- _Object location annotation data_
Start

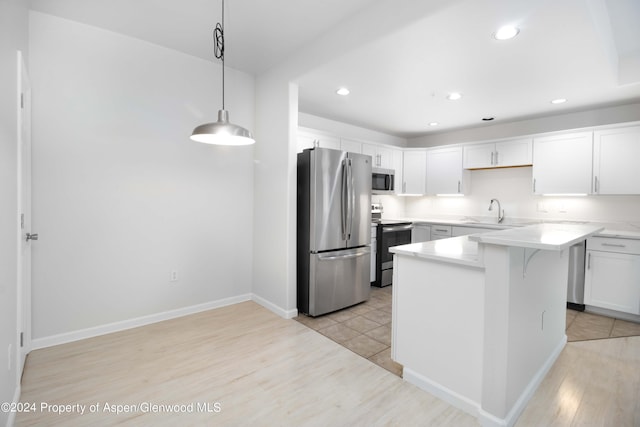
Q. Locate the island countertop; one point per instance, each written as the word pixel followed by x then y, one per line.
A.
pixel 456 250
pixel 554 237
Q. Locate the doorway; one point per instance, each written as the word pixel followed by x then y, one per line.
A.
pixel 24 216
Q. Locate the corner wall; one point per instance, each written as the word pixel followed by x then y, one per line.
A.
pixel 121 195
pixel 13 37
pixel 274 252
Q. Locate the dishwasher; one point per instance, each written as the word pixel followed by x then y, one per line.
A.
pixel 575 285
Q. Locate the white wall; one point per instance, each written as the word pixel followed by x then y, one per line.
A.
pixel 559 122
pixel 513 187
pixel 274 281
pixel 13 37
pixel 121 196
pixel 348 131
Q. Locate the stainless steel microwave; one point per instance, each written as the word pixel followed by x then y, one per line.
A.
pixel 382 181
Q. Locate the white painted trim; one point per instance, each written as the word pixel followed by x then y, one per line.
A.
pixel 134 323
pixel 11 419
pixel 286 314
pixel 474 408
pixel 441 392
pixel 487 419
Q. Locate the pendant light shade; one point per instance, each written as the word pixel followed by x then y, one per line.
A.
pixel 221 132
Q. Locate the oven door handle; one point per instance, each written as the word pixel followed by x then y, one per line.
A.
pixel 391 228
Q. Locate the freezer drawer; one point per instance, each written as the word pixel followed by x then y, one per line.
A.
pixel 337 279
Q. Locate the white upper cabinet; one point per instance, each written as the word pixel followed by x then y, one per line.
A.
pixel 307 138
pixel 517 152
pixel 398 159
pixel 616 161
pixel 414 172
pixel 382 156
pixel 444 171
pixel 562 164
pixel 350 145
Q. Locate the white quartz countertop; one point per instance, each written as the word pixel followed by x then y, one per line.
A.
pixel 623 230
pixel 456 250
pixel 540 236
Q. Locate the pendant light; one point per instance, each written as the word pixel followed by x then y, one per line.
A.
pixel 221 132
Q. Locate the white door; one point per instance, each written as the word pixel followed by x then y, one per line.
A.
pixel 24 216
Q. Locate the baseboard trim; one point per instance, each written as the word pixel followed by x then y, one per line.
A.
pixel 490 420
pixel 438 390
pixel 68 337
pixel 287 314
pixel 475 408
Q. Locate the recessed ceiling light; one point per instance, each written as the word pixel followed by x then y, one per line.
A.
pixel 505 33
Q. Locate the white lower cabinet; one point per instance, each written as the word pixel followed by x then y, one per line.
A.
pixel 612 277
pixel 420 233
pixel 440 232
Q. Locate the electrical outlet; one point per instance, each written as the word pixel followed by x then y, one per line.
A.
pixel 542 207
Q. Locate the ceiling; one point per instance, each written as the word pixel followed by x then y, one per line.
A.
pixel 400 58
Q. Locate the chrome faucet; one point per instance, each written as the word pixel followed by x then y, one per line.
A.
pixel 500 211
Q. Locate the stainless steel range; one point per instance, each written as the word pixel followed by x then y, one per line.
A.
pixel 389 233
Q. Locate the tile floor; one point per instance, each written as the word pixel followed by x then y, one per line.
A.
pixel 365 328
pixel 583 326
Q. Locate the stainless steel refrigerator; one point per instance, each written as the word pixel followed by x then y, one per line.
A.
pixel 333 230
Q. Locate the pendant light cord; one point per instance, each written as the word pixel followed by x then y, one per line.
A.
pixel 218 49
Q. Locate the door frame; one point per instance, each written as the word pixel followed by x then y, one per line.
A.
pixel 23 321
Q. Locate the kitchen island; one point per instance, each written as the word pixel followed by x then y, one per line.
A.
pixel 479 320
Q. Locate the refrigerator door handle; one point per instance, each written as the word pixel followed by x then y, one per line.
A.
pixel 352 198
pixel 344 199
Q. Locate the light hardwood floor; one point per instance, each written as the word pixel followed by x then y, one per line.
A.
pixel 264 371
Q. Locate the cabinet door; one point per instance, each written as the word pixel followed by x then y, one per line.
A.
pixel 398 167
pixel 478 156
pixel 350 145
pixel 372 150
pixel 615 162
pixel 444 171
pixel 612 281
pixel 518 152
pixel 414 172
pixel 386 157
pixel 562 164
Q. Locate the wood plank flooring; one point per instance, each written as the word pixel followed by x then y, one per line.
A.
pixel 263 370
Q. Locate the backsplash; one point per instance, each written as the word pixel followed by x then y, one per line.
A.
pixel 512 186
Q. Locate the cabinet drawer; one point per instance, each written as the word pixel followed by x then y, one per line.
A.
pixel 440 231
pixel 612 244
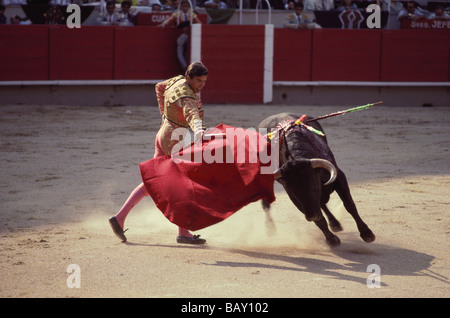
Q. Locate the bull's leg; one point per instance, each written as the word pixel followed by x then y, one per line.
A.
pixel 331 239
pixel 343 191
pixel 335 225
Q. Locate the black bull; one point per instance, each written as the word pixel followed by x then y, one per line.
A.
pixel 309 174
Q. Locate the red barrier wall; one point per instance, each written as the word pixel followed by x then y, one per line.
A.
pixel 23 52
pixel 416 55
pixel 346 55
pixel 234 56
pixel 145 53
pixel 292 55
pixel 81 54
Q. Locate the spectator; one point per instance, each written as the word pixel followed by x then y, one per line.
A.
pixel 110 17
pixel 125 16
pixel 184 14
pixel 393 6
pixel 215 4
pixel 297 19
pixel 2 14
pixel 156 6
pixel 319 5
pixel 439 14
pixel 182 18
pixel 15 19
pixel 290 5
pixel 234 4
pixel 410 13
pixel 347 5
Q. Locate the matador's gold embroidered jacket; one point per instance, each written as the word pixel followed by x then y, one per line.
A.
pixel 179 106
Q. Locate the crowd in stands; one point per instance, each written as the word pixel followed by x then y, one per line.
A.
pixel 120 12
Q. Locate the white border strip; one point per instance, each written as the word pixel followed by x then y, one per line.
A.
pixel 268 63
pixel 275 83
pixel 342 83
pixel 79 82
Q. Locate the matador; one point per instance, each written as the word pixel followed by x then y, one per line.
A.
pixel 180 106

End
Start

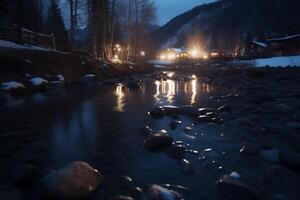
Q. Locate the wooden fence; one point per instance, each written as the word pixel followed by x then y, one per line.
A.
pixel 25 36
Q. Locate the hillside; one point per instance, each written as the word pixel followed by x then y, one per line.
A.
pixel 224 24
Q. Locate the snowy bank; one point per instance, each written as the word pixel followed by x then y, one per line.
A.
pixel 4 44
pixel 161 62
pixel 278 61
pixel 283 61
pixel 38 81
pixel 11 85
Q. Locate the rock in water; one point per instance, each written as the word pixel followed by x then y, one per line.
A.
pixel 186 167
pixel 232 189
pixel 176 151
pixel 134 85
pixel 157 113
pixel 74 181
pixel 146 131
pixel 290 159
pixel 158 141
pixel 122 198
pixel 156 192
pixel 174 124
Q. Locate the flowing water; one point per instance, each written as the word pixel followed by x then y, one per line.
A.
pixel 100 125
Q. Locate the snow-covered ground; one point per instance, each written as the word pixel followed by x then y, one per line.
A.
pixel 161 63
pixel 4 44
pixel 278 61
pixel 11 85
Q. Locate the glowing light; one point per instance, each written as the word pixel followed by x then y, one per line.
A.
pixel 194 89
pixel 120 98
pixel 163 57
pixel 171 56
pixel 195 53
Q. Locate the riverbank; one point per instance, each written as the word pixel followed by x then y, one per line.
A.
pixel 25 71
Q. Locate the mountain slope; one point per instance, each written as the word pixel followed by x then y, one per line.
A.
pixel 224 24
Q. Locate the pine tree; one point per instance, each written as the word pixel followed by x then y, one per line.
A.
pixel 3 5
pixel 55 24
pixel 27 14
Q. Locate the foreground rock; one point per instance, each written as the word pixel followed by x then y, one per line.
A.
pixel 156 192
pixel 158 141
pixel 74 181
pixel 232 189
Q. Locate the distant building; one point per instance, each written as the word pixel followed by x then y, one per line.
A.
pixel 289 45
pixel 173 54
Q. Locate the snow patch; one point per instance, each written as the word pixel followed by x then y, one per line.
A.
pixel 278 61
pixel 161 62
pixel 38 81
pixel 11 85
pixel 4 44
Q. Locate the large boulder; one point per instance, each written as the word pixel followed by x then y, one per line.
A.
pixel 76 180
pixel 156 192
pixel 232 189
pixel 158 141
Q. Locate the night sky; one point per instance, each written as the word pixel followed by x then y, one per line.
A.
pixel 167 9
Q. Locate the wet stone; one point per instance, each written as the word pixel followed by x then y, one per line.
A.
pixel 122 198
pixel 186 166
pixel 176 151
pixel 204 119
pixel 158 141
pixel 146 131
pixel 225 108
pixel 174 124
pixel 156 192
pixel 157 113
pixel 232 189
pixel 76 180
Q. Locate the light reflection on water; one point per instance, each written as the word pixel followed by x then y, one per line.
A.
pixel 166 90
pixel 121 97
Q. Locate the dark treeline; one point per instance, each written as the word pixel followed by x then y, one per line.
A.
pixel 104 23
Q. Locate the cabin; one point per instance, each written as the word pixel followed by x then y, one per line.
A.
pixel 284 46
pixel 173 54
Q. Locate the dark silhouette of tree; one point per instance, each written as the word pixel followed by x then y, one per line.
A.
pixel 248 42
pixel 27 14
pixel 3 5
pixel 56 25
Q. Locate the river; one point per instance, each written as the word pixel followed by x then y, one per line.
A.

End
Start

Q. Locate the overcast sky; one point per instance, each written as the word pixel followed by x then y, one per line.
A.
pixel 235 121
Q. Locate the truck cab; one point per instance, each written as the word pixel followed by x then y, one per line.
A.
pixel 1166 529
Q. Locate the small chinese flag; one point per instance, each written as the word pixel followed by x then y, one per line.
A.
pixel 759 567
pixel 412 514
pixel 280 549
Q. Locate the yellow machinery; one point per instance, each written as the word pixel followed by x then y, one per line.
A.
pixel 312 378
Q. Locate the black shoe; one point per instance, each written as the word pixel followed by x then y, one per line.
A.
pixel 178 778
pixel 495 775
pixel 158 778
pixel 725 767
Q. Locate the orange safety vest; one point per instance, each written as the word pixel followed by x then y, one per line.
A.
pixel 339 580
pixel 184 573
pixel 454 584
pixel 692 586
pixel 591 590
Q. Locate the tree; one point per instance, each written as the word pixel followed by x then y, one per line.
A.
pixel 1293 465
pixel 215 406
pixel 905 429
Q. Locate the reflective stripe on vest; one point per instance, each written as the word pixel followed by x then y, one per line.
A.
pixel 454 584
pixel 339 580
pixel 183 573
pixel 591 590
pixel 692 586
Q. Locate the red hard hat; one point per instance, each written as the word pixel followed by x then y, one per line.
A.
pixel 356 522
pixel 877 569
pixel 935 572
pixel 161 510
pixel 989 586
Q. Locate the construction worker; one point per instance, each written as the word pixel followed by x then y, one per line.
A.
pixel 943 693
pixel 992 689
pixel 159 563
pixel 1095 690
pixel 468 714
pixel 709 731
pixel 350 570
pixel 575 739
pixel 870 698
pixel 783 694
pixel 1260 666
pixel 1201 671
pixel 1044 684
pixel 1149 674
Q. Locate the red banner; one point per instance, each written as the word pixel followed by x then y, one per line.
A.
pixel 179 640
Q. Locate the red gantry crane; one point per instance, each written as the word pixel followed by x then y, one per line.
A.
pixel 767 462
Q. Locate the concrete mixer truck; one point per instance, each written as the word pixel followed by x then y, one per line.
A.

End

- _Instructions for the task_
Copy out, unchanged, the lines between the one holding "Q. Locate the hillside;" and the one holding "pixel 195 53", inclusive.

- _Task output_
Q. Locate the hillside; one point per instance, each written as the word pixel followed by x then y, one per line.
A.
pixel 224 24
Q. Locate the snowy bank; one point per instance, each written as the word pixel followed by x then y, one per line.
A.
pixel 4 44
pixel 161 62
pixel 278 61
pixel 283 61
pixel 38 81
pixel 11 85
Q. Locate the rock in water; one point per instance, each written as the word pixel followed by x then y, one per line.
A.
pixel 186 167
pixel 232 189
pixel 176 151
pixel 134 85
pixel 157 113
pixel 74 181
pixel 146 131
pixel 290 159
pixel 158 141
pixel 122 198
pixel 156 192
pixel 174 124
Q. Locate the flowing water; one point per instance, each written as the word pixel followed by x then y, one per line.
A.
pixel 100 125
Q. Locate the snow-covered ground; one point per instance, each written as the word pixel followed by x then y, one per line.
A.
pixel 161 63
pixel 4 44
pixel 278 61
pixel 11 85
Q. Locate the glowing light; one point per instance, each written as the word pixel followed by x then y, one per line.
A.
pixel 194 89
pixel 120 98
pixel 163 57
pixel 171 56
pixel 195 53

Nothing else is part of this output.